**To be done:** Change "record the location of each instance" to "note the position of each instance" everywhere in the records below and write them out again, keeping everything else as it is. Omit the pictures from your answer.

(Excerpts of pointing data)
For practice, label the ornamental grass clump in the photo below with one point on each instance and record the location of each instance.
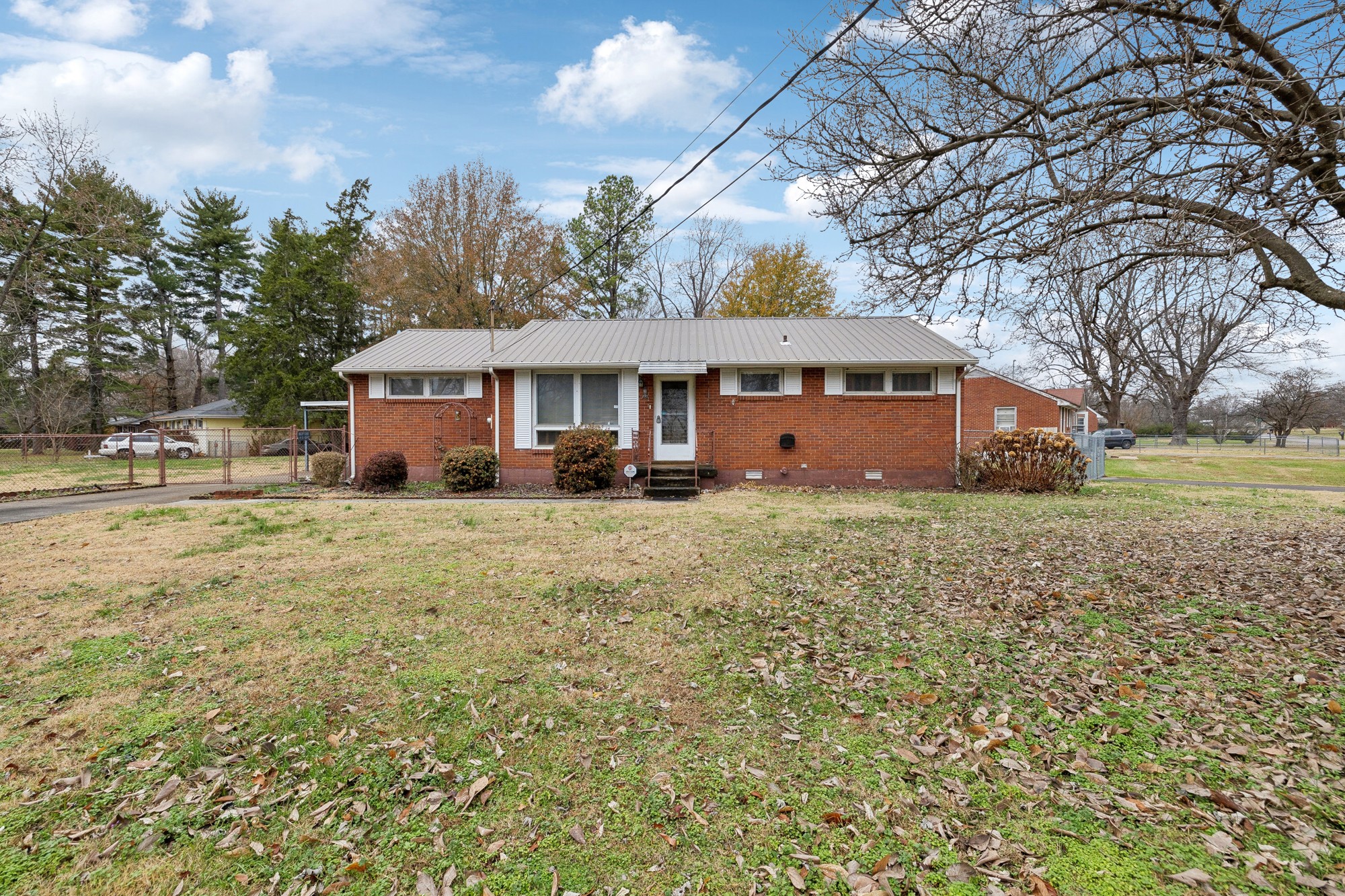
(329, 469)
(385, 471)
(1027, 460)
(470, 469)
(584, 459)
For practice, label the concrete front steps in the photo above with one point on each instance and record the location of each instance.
(673, 481)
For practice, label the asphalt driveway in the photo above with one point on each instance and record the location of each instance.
(42, 507)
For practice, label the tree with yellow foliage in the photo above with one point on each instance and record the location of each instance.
(781, 282)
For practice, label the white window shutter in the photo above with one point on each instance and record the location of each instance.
(835, 381)
(523, 408)
(948, 381)
(630, 411)
(728, 381)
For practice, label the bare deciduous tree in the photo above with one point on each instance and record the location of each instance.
(457, 244)
(958, 142)
(714, 255)
(1289, 401)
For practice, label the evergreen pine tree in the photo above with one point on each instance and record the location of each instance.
(215, 259)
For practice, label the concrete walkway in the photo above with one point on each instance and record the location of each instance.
(42, 507)
(1225, 485)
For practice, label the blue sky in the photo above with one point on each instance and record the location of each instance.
(287, 101)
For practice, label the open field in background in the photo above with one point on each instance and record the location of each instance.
(747, 693)
(71, 469)
(1276, 470)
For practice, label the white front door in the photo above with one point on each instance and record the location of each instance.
(675, 419)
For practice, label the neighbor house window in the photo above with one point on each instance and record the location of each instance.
(570, 400)
(759, 382)
(443, 386)
(898, 382)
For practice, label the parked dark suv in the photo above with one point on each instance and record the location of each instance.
(1118, 438)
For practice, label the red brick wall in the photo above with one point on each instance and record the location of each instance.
(909, 438)
(408, 425)
(983, 395)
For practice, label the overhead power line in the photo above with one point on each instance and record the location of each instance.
(650, 205)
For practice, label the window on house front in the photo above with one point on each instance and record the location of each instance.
(898, 382)
(761, 382)
(570, 400)
(866, 381)
(447, 386)
(407, 386)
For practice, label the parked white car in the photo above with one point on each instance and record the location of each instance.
(146, 446)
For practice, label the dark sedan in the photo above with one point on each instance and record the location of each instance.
(283, 448)
(1118, 438)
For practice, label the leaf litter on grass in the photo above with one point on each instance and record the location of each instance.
(995, 701)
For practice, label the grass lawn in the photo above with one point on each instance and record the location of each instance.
(72, 470)
(1297, 471)
(759, 692)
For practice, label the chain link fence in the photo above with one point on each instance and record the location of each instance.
(41, 464)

**Problem solution:**
For practice, label the ornamental grass clump in the photo below with one point on each instance and note the position of each instance.
(329, 469)
(385, 471)
(1027, 460)
(470, 469)
(584, 459)
For practice, label the concrete front steps in the photo above with one point on each instance and note the position of each instance.
(673, 481)
For practice, label the asphalt driveway in the photo above with one point on each instance and note the position of each instance.
(42, 507)
For practice, label the tree with yellow foliage in the photo above with one point on each instance and note the position of each instance.
(781, 282)
For practice, label the white window shutter in the photo above with one point on each instance and note the position of each instance.
(835, 381)
(523, 408)
(948, 381)
(630, 411)
(728, 381)
For practice, label the bare deciduous tree in the photo above with one point on each instance and note the position of each instance.
(457, 244)
(958, 142)
(714, 255)
(1289, 401)
For practice, label the evergreen pine tree in the photo above with one point on each instance and note the position of each instance.
(215, 259)
For practice, label the concrete walkway in the photo above with one point on each instance and note the position of each instance.
(42, 507)
(1225, 485)
For practice, label the blue sky in the photo above with one point on each instance and note the position of each instance.
(287, 101)
For practice, label the open field in background in the photo above with one point on each instance and note the position of each instance.
(747, 693)
(71, 469)
(1276, 470)
For practice, label the white front door in the photo above with one point on each instance and note the position of each instance.
(675, 419)
For practice, label the neighbor house window in the photo above with one point on each instance and note the position of each instance.
(570, 400)
(759, 382)
(443, 386)
(898, 382)
For practice, label the parked dark suv in the photo above with one point on each instance and note the position of each instance.
(1118, 438)
For practice, label the red brick wall in the photo above with one point on each instance and note the position of each instance.
(909, 438)
(408, 425)
(983, 395)
For practice, label the overhead power line in the photo above with one point on each instance and note the position of each instance.
(650, 205)
For practice, label the window on house front in the photo above with one point on each instance and note the position of each instance.
(898, 382)
(761, 382)
(570, 400)
(866, 381)
(447, 386)
(407, 386)
For practice, label the parked white car in the photo above with one point on each instance and note the position of each instance.
(146, 446)
For practice, label the dark sedan in the photo above with one point on each instance and note the position of each instance.
(283, 448)
(1118, 438)
For practice, label the leaf litter on grass in the photo above with one point on each instance and note the position of each instance.
(995, 701)
For practice, label the grass lawn in the photo above with one point on each instance and note the position of each instance.
(72, 470)
(1297, 471)
(759, 692)
For practice, label the chain link fence in the photo above with one point on each instance and note the position of each instance.
(41, 464)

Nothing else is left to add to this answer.